WHAT TO DO ::
[A] Answer these from the review page for Best European Fiction 2010:
(i) Who wrote the reviewed piece?
(ii) Which publication called the book "a sort of international show-and-tell of the soul"?
(iii) How long is the full review?
[B] Carry on the review page for Best European Fiction 2010 from its last line.

SUPPLIED PASSAGE ::
There is something for everyone here – at least, everyone who loves short stories... Many short story collections are planned around a theme – same author, subject or place, perhaps – and this one suffers a little from the disparate nature of the stories involved. I liked most of the stories, and was really impressed by others – but the lack of cohesiveness made it difficult to commit to reading the book through... That being said, I often turned the page in disappointment at reaching the end of a particular story. For those of us not lucky enough to visit Europe ourselves, or not ambitious enough to read in more than one language, this collection is a chaotic, exciting glimpse into the reading pleasures of the Continent... If you like short fiction, cultural oddities, contemporary literature or surprising techniques, you'll find something to love in this collection...continued

Full Review Members Only (501 words)

(Reviewed by Beverly Melven).

Media Reviews

Financial Times
The work is vibrant, varied, sometimes downright odd. As [Zadie] Smith says [in her preface]: ‘I was educated in a largely Anglo-American library, and it is sometimes dull to stare at the same four walls all day.’ Here’s the antidote.

The Guardian (UK)
[A] precious opportunity to understand more deeply the obsessions, hopes and fears of each nation's literary psyche – a sort of international show-and-tell of the soul.

The Independent (UK)
Not only is Best European Fiction 2010 a worthwhile attempt to introduce readers to some contemporary literary trends in Europe, it is an enjoyable and intriguing journey.

DATA SUPPLIED ::
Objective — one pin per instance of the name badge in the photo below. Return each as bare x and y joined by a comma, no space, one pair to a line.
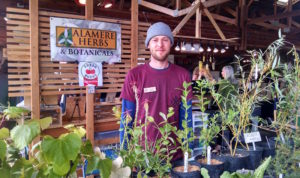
149,89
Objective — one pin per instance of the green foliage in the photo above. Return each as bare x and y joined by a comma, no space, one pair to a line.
45,122
22,135
146,155
15,112
259,172
235,101
104,165
183,135
4,133
204,173
3,150
59,152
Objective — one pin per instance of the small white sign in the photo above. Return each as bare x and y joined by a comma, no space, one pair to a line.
90,73
252,137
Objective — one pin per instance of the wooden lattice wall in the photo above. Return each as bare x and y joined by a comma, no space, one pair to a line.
59,78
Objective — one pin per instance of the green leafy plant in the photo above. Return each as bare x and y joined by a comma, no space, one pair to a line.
50,157
211,129
258,173
238,102
141,155
185,136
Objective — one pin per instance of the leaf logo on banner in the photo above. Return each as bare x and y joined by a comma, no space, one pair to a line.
65,38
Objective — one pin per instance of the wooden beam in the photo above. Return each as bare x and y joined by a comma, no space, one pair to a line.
90,121
243,27
157,8
230,11
186,18
206,4
89,10
296,24
229,40
270,26
274,17
275,8
198,23
249,3
224,19
34,58
212,20
121,4
211,3
289,19
178,4
134,33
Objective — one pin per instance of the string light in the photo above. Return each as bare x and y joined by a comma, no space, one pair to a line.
200,48
183,48
177,48
227,46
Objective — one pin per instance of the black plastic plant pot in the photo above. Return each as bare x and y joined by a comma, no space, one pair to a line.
255,157
215,169
133,174
233,163
194,170
267,151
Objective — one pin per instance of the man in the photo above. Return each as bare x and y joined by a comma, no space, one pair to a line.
157,83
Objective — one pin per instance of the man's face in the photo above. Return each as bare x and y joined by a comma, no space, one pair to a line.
160,47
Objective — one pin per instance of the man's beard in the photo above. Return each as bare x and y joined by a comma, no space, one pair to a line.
161,58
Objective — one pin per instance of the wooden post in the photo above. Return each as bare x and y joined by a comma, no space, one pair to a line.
198,23
34,58
289,20
134,33
243,15
89,96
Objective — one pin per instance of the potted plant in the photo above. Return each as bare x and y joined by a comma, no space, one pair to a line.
287,149
210,131
185,137
236,107
151,158
50,157
258,173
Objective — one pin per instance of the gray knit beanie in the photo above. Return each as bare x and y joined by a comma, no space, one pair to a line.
157,29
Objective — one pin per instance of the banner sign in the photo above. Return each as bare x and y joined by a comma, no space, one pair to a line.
90,74
84,40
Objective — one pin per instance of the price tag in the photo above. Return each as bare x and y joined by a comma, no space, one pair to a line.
91,89
252,137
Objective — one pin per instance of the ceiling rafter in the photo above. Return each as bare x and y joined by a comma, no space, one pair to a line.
274,17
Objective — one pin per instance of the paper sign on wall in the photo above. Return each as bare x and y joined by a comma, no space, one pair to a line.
252,137
90,73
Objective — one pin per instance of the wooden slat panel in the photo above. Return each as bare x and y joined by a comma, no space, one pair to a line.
55,75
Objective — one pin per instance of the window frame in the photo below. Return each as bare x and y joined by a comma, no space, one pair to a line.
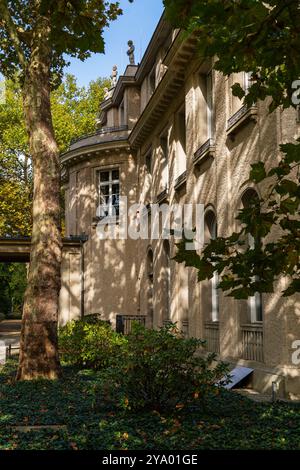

RESULTS IN ORDER ::
[A]
(i) Beverly Melven
(ii) The Guardian (UK)
(iii) 501 words

[B]
Time
The writers in Best European seem a more adventurous bunch than their American counterparts. They experiment freely with structure and venture more often down the path of metafiction, debating the direction of a story even as their characters are entangled in it.

Booklist
Starred Review. Dalkey Archive Press inaugurates a planned series of annual anthologies of European fiction with this impressive first volume…an insightful preface by novelist Zadie Smith…as well as an introduction by Bosnian writer and volume editor Aleksander Hemon, author of the highly acclaimed novel The Lazarus Project.

Michael Schaub, Bookslut
Dalkey has published an anthology of short fiction by European writers, and the result, Best European Fiction 2010, is one of the most remarkable collections I've read—vital, fascinating, and even more comprehensive than I would have thought possible.

Time Out Chicago
The book tilts toward unconventional storytelling techniques. And while we’ve heard complaints about this before—why only translate the most difficult work coming out of Europe?—it makes sense here. The book isn’t testing the boundaries, it’s opening them up.

Library Journal
[I]deal for browsing and has something for almost every taste.... we can be thankful to have so many talented new voices to discover.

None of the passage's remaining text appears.